## begin Data entries

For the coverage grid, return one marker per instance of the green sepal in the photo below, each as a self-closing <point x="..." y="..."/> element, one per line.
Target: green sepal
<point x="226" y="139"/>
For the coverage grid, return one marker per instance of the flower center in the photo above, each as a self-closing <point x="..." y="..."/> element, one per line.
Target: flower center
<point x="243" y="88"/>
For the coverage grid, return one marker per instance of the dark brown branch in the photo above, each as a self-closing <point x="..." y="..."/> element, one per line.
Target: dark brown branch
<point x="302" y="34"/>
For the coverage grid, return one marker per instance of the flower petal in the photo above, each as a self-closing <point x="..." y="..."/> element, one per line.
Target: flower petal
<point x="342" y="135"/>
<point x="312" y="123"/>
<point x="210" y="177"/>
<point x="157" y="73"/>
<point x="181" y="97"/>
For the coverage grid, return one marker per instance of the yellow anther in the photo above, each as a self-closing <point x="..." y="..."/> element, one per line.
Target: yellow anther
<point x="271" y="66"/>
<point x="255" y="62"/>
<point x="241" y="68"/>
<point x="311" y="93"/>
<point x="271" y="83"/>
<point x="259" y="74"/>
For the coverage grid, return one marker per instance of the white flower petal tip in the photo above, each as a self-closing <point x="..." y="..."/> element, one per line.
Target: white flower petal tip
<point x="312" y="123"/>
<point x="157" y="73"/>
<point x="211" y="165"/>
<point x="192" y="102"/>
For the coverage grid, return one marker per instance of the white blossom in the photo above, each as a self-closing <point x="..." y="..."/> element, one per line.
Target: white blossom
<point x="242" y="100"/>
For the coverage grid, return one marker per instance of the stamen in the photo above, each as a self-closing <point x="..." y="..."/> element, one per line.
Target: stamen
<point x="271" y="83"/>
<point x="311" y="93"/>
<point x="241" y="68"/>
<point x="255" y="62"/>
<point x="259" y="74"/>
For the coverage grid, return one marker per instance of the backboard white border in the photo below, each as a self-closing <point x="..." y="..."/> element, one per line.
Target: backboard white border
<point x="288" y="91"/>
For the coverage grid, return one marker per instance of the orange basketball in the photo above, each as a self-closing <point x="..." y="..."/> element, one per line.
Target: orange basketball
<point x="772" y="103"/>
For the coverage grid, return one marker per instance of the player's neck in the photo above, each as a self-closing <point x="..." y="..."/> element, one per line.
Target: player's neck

## end Data entries

• **Set exercise**: Take the part of the listing that opens with the line containing "of the backboard" and runs through the end of the listing. Rewrite it with "orange basketball" replaced by "red basketball" and everything else unchanged.

• **Written answer**:
For the coverage grid, return one marker per instance of the backboard white border in the photo below, each as a self-closing <point x="..." y="..."/> element, one per line.
Target: backboard white border
<point x="288" y="91"/>
For the coverage grid, return one marker per instance of the red basketball in the photo above, each as a self-closing <point x="..." y="..."/> element, one per line.
Target: red basketball
<point x="772" y="103"/>
For the coverage grid, return one marker per instance of the player's neck in the photo above, each as a self-closing <point x="..." y="..."/> element, one per line.
Target: player's neck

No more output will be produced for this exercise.